Entries from a point annotation set
--------------------------------

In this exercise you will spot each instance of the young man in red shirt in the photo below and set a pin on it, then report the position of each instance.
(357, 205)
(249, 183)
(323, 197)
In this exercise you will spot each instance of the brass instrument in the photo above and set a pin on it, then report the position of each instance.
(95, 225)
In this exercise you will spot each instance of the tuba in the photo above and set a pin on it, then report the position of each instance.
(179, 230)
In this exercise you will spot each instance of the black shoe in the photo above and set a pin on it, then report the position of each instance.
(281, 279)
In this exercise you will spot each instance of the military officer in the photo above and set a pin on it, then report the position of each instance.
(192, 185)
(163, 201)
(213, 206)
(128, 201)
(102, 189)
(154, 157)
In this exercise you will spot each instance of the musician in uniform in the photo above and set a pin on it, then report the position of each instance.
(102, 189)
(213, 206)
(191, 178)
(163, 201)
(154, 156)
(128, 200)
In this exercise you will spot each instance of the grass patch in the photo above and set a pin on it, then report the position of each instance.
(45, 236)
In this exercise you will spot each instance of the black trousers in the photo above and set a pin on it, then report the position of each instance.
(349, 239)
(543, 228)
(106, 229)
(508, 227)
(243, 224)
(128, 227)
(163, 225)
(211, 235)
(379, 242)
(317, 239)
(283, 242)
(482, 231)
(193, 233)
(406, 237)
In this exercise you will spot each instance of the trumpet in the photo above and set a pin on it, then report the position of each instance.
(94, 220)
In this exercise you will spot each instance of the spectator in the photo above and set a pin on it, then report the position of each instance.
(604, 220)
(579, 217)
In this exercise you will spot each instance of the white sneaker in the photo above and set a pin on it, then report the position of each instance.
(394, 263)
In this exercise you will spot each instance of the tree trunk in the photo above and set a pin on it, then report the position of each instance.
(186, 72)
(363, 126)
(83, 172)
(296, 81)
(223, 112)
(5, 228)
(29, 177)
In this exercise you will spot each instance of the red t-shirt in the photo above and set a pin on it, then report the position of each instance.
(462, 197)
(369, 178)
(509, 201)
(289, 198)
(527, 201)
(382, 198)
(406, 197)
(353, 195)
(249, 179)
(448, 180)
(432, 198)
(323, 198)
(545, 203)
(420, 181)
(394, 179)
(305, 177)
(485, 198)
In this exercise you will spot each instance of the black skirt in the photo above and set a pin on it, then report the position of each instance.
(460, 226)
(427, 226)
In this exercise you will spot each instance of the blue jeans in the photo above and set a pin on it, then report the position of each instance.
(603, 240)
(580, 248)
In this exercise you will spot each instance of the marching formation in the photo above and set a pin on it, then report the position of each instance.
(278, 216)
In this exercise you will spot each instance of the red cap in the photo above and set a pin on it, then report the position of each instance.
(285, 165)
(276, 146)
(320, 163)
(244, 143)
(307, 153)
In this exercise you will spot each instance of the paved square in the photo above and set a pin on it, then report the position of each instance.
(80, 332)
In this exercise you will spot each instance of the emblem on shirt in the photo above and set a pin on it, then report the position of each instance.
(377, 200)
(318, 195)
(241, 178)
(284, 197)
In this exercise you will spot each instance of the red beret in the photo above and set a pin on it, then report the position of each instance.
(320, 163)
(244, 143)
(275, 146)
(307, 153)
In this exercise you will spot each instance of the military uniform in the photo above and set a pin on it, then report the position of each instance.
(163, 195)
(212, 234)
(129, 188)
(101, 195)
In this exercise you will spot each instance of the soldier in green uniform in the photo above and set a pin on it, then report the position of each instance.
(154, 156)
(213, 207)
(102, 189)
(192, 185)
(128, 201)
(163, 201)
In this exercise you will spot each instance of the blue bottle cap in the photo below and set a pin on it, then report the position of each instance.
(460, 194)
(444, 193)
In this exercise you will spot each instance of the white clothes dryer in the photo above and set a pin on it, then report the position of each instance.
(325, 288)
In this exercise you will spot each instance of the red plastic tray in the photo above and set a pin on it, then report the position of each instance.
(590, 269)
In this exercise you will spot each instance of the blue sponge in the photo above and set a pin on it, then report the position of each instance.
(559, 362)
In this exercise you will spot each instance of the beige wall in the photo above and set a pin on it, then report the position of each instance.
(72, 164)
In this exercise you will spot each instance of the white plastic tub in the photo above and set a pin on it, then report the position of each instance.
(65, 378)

--------------------------------

• **Stated exercise**
Copy out the data above line for line, with no changes.

• **Solution below**
In this exercise you will spot each instance of the young man in red shirt in the photo below and set a pin on it, then report the position of each instance.
(357, 205)
(249, 183)
(323, 197)
In this exercise you will spot each instance of the brass instrument in the photo above and set a pin on it, then report the position of each instance.
(95, 225)
In this exercise you will spot each instance of the tuba in the photo above and set a pin on it, then report the position of each instance.
(179, 230)
In this exercise you will spot each instance of the black shoe in the photo above and set a pin on it, then report the position of each instance.
(281, 279)
In this exercise you will spot each instance of the military officer in the photo above and set a pin on it, then report the position of each instance.
(192, 185)
(163, 201)
(213, 206)
(128, 201)
(102, 189)
(154, 157)
In this exercise you will spot each instance of the musician in uniform in the photo above and set a pin on it, then report the position of each instance.
(102, 189)
(213, 206)
(191, 178)
(163, 201)
(154, 156)
(128, 200)
In this exercise you will spot each instance of the grass patch in the photo above and set a pin on it, then report the position of each instance.
(45, 236)
In this exercise you will spot each instance of the black trousers in the photo above and set a pin on it, then report the position of each instance.
(349, 239)
(543, 228)
(106, 229)
(508, 227)
(243, 224)
(128, 227)
(163, 225)
(211, 235)
(379, 242)
(317, 239)
(283, 242)
(482, 231)
(193, 233)
(406, 237)
In this exercise you will spot each instance of the trumpet in the photo above and set a pin on it, then report the position of each instance.
(94, 220)
In this exercise you will spot each instance of the spectator in the photo above and set a pin on it, then report the position of each instance.
(604, 220)
(579, 217)
In this exercise you will spot each instance of the white sneaker in the photo above and set a pin on it, then report the position of each instance.
(394, 263)
In this exercise you will spot each instance of the tree trunk in the photo above and set a pin on it, then report the position of each instance.
(186, 72)
(363, 126)
(83, 172)
(296, 81)
(223, 112)
(5, 228)
(29, 177)
In this exercise you will spot each instance of the red t-shirt in the photo above and set a pin on it, then report the position of each instance.
(462, 197)
(369, 178)
(509, 201)
(289, 198)
(527, 201)
(382, 198)
(406, 197)
(353, 195)
(249, 179)
(448, 180)
(432, 198)
(323, 198)
(545, 203)
(420, 181)
(394, 179)
(305, 177)
(485, 198)
In this exercise you will spot each instance of the black skirt in the photo above and set a pin on it, then report the position of each instance.
(460, 226)
(427, 226)
In this exercise you will spot each instance of the blue jeans in the photo above and set a pin on it, then report the position of each instance.
(603, 240)
(580, 248)
In this exercise you will spot each instance of the marching formation in the photo above and set a pin on it, then report the position of each instance.
(278, 216)
In this exercise you will spot each instance of the red cap in the photo above and set a pin on it, then report the position of each instance.
(285, 165)
(276, 146)
(320, 163)
(244, 143)
(307, 153)
In this exercise you will spot each instance of the paved square in the photo above and set a pin on it, then report the position of each instance.
(80, 332)
In this exercise you will spot each instance of the emblem on shirt in the photo above and set a pin on it, then report the position of each instance.
(377, 200)
(318, 195)
(241, 178)
(284, 197)
In this exercise you will spot each instance of the red beret in the photo above and set a pin on it, then report the position of each instance.
(320, 163)
(244, 143)
(275, 146)
(307, 153)
In this exercise you will spot each instance of the military uniform in the photo above and set a pin on it, then report the position of each instance.
(163, 195)
(212, 234)
(129, 188)
(101, 195)
In this exercise you will spot each instance of the soldier in green uniform in the photo above and set a pin on it, then report the position of each instance.
(154, 156)
(213, 207)
(102, 189)
(192, 185)
(128, 201)
(163, 201)
In this exercise you will spot each instance of the blue bottle cap in the photo below and set a pin on it, then report the position of each instance.
(460, 194)
(444, 193)
In this exercise you will spot each instance of the white clothes dryer in the photo above and set a pin on it, then report the position of each instance.
(325, 288)
In this exercise you will spot each instance of the red plastic tray in the photo above and set a pin on it, then report the position of each instance.
(590, 269)
In this exercise you will spot each instance of the blue sponge in the photo above and set a pin on it, then report the position of each instance.
(559, 362)
In this exercise you will spot each instance of the beige wall in the photo above and set a pin on it, then report the position of each instance.
(72, 164)
In this exercise you will spot each instance of the white plastic tub in the photo above and set a pin on it, then report the position of each instance.
(65, 378)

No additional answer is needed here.